DATA FOR PROCESSING below:
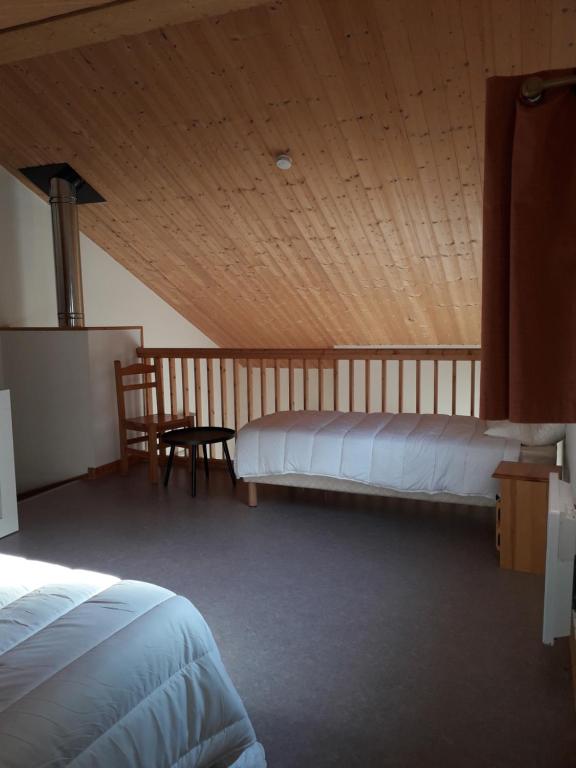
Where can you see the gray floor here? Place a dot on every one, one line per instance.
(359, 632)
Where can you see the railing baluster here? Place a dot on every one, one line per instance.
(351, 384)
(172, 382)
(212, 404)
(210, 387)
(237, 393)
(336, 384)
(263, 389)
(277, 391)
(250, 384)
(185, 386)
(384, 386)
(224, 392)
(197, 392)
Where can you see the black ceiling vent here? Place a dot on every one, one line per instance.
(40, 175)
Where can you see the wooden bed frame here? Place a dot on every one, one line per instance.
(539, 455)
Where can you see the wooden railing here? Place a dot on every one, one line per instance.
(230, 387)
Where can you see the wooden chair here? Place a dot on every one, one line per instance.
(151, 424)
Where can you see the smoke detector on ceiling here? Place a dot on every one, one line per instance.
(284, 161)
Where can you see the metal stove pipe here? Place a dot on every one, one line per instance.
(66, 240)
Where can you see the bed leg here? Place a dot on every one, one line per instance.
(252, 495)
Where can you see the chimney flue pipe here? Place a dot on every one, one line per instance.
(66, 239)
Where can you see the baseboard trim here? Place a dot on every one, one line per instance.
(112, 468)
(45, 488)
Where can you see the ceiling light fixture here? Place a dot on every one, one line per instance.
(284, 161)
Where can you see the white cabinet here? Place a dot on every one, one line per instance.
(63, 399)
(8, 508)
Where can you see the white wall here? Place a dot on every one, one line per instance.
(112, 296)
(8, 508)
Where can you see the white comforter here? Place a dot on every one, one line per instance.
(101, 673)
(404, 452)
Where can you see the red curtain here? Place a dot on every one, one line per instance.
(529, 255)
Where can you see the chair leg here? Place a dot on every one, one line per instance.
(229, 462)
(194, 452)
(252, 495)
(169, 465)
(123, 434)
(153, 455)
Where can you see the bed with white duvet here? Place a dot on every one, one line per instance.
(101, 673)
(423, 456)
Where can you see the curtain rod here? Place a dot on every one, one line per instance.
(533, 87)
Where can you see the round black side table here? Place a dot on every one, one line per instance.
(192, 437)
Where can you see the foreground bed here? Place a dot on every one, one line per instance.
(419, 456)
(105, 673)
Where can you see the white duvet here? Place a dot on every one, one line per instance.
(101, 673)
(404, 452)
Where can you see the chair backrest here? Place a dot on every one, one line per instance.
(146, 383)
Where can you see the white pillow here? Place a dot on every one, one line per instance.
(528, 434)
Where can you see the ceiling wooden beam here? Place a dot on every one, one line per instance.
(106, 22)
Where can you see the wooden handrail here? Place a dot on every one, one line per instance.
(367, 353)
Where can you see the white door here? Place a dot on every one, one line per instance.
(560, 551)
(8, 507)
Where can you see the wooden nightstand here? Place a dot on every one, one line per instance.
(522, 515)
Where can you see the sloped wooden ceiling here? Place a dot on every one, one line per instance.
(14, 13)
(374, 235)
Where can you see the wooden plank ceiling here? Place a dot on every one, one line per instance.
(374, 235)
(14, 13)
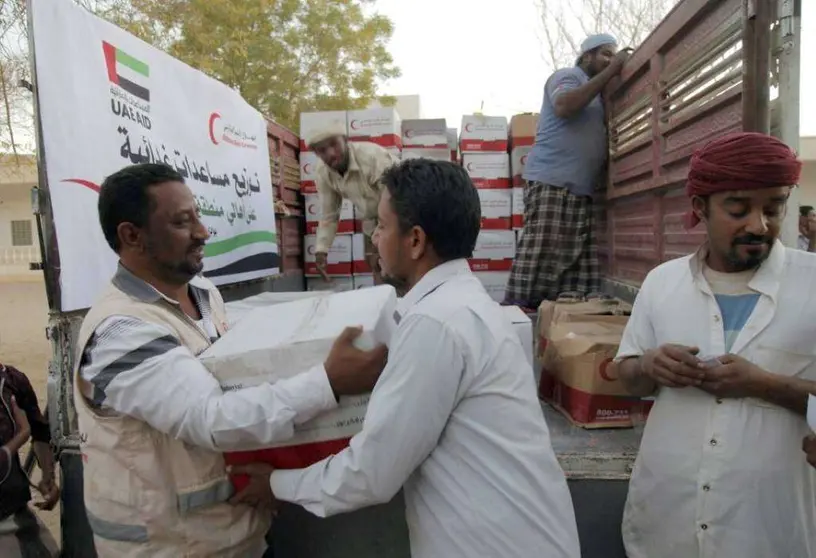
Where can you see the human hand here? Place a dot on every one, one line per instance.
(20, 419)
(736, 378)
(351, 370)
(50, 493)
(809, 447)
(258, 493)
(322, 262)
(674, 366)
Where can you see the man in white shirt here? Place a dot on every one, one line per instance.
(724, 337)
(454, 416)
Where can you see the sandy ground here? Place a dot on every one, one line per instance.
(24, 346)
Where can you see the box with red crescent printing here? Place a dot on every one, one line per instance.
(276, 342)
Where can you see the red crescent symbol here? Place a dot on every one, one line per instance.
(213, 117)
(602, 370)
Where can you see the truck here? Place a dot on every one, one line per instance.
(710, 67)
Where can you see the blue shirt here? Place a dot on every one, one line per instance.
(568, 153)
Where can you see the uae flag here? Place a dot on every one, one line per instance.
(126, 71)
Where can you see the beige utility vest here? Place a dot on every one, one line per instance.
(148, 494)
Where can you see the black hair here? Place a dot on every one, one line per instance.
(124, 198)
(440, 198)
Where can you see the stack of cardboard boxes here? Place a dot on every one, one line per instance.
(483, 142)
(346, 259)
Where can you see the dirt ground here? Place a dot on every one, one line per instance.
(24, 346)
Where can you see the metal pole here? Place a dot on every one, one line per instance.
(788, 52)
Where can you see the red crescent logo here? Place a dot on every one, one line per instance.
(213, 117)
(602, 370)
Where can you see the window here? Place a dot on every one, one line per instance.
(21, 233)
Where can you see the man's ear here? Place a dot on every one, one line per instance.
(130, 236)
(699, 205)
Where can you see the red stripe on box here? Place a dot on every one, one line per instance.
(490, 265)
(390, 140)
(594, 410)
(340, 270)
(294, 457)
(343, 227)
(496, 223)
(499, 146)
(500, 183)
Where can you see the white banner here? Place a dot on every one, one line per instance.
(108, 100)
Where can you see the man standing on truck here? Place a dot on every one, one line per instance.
End of DATA FOR PROCESSING.
_TASK TO CARRY OUT:_ Reproduce every line above word for word; no images.

_RESULT OF THE EXERCISE:_
Where can you see the gray floor here? Place a dot on every one, one line per instance.
(359, 632)
Where can you see the railing baluster here? Place a dot on every one, one line per instance.
(351, 384)
(172, 382)
(212, 404)
(210, 387)
(237, 393)
(336, 384)
(263, 389)
(277, 391)
(250, 384)
(185, 386)
(384, 386)
(224, 392)
(197, 392)
Where can you see the black ceiling vent here? Place a dot on every one, one line per instance.
(40, 175)
Where can you see the wooden bed frame here? Place a dot on every one, one line per instance.
(539, 455)
Where can you see the wooden railing here? Place a dot on every one, one line per instance.
(230, 387)
Where can you see the wooden chair here? Place a dot on every one, one line per instance.
(151, 424)
Where can you see the smoke detector on ceiling here? Place a dot on every one, one line per instance.
(284, 161)
Where can you see the metal stove pipe here? Place a dot on every one, one line per instance.
(66, 240)
Where can you see the bed leg here? Place a dot on every one, one line per instance.
(252, 495)
Where can you see the chimney flue pipe here? Place a dot on every one, one line per instance.
(66, 239)
Where can you see the baseboard trim here? Place a dot on every one, one line per instance.
(112, 468)
(45, 488)
Where can you see the ceiling light fixture here? Place a dot on every one, one line per instance.
(284, 161)
Where can you see the white cabinet here? Place a dot on every one, one line per instance.
(63, 399)
(8, 508)
Where can you see the white wall here? Place a dot on every one, one line per instance.
(112, 296)
(8, 508)
Where can you see the white comforter here? Place a dot on every one, one line per instance.
(101, 673)
(404, 452)
Where can you see the red curtain here? Place a dot on every one, one line per instance.
(529, 255)
Where can you see the chair leg here? Place a dot on every one, one line per instance.
(229, 462)
(194, 452)
(252, 495)
(169, 465)
(123, 434)
(153, 455)
Where can you see the bed with white duvet here? Place a dot on every one, one line per instance.
(101, 673)
(423, 456)
Where can you see the curtain rod here? Place a dot on every one, one line per instance.
(533, 87)
Where can you see the round black side table here? Place a dot on every one, one line per instance.
(192, 437)
Where can you see the foreground bed here? Place a dot on every one, one line per instance.
(419, 456)
(105, 673)
Where can you see the white duvet here? Place a dot on every one, one line per instance.
(101, 673)
(404, 452)
Where can you see the chair backrest here? Place a dot on every one, one line per instance.
(146, 383)
Where can you see the white pillow here? Place a dot on every one, one line per instance.
(528, 434)
Where can you see the ceiling wooden beam here? Place a dot on every one, one line per instance.
(106, 22)
Where can you see the wooden handrail here? Place a dot on every one, one line per instance.
(367, 353)
Where can you see the white door here? Place a dot on every one, one line per instance.
(560, 551)
(8, 507)
Where can you see the wooden nightstand here? Place a dot on every one, one line per instance.
(522, 515)
Where can you see the sloped wooden ceiling here? Place a dot on every one, one line per instance.
(14, 13)
(374, 235)
Where can you see the wooden plank ceiling here? Place a dot on every one, one line per instance.
(374, 235)
(14, 13)
Where can you see the human hand here? Place a dot on every one, one line per instance.
(20, 419)
(736, 378)
(351, 370)
(50, 493)
(809, 447)
(258, 493)
(322, 262)
(674, 366)
Where can you see the man in white shirt here? Place a dot on every one, one line per instance.
(724, 337)
(454, 416)
Where can you see the sandy ground here? Place a dot on every one, one line per instance.
(24, 346)
Where can you see the box with red crescent printing here? Place a dot on every one, one line per instance.
(276, 342)
Where can you see the red crescent symbol here? Place a dot on every one, one line per instance.
(213, 117)
(602, 370)
Where can you see the truck here? Place a dot on every one, one line per instance.
(710, 67)
Where can you see the blue shirt here? Place a dot on every one, one line per instance.
(568, 153)
Where can you see the uae flag here? Place a dot on every one, one line per instance.
(126, 71)
Where can you see the beige utility vest here? Place a dot on every one, one line per instance.
(148, 494)
Where can you see the black hair here? Place a dot on every one, one line per instance.
(124, 198)
(440, 198)
Where can you see the stack of cardboard boxes here? Place a dot on every one, one line per instance.
(483, 142)
(346, 259)
Where can you see the dirt ground here? Place a dot on every one, one line per instance.
(24, 346)
Where can you see the metal pole here? Place a dot on every one, one line per instance.
(788, 52)
Where can you see the red crescent logo here? Place a dot on every one, one line per instance.
(213, 117)
(602, 370)
Where can you see the window here? Place a dot on every one, one line per instance.
(21, 233)
Where can you see the man's ear here? Place a dot on every one, one line per instance.
(130, 236)
(699, 205)
Where can you see the red stripe on box here? Place a dot on every one, one line per instance.
(490, 265)
(390, 140)
(594, 410)
(340, 270)
(294, 457)
(343, 227)
(496, 223)
(499, 146)
(500, 183)
Where can you see the white banner here? Place a dot on every one, one line per instance.
(108, 100)
Where can you see the man standing on truck here? Place a dot on every one, one line per instance.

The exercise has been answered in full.